[START OF RECORDED INFORMATION]

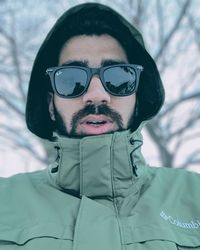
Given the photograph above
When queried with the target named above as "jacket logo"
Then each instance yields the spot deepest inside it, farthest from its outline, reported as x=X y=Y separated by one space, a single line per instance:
x=193 y=224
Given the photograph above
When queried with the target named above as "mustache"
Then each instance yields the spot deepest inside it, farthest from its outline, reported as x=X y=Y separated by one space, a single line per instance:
x=93 y=109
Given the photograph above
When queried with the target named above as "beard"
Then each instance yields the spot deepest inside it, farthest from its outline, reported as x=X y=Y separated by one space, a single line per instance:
x=91 y=109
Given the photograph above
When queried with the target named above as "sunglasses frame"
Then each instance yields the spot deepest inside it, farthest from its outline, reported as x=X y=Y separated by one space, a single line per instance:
x=90 y=73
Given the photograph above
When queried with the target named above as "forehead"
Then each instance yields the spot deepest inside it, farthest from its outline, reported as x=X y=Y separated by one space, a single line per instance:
x=93 y=49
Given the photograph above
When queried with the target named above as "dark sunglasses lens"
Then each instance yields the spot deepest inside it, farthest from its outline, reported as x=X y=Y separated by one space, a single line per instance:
x=120 y=80
x=70 y=82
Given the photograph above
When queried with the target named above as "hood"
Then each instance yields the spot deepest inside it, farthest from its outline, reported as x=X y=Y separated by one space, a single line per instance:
x=104 y=20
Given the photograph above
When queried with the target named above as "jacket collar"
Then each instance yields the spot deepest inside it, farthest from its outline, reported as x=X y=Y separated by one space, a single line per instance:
x=98 y=166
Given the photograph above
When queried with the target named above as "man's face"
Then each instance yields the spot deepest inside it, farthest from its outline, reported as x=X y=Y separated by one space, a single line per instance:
x=96 y=111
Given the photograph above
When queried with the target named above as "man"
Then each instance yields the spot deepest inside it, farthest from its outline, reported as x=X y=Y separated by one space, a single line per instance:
x=92 y=86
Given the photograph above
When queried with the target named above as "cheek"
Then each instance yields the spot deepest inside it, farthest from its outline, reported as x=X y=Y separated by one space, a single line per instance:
x=125 y=106
x=67 y=108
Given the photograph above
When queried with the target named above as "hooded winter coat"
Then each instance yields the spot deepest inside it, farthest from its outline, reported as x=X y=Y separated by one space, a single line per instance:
x=99 y=194
x=93 y=198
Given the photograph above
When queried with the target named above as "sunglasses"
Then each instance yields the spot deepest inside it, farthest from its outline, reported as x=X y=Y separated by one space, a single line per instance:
x=73 y=81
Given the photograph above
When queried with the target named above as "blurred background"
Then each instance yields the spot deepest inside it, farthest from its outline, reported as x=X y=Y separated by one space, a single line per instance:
x=171 y=32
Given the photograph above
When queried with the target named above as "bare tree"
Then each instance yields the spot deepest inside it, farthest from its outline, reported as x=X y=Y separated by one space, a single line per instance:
x=171 y=32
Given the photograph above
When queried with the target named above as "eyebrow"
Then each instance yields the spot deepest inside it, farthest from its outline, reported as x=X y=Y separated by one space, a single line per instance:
x=104 y=63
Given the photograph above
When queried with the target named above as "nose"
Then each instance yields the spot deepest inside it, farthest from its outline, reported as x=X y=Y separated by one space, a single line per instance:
x=96 y=93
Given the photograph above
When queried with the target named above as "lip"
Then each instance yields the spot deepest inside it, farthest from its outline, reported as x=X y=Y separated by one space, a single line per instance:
x=95 y=118
x=94 y=129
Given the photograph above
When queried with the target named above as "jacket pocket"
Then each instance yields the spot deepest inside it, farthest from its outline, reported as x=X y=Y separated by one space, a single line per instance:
x=153 y=234
x=41 y=237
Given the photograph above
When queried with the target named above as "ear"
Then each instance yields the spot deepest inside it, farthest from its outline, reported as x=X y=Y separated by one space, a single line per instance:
x=51 y=106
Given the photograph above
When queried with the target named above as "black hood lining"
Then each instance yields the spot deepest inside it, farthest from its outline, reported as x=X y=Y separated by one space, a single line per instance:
x=99 y=19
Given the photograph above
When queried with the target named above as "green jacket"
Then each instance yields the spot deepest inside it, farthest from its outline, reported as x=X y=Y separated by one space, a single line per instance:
x=100 y=195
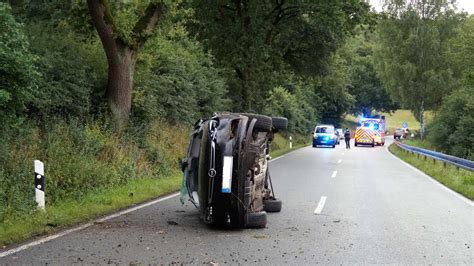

[END OF RECORDED INFORMATION]

**PROBLEM:**
Format the records from their start up to and including the line with "x=193 y=224" as a Markdown table with the columns Row and Text, one line per row and blank lines omitted. Leave the pictures out of the table.

**EXERCISE OUTPUT:**
| Row | Text |
|---|---|
| 1 | Given the photograph above |
| 2 | When queried with the target named above as "jacket logo" |
| 3 | Then each instance yields the spot deepest inside it, farthest from its outline, reported as x=X y=Y separated by one space, a single line per instance: |
| 4 | x=193 y=224 |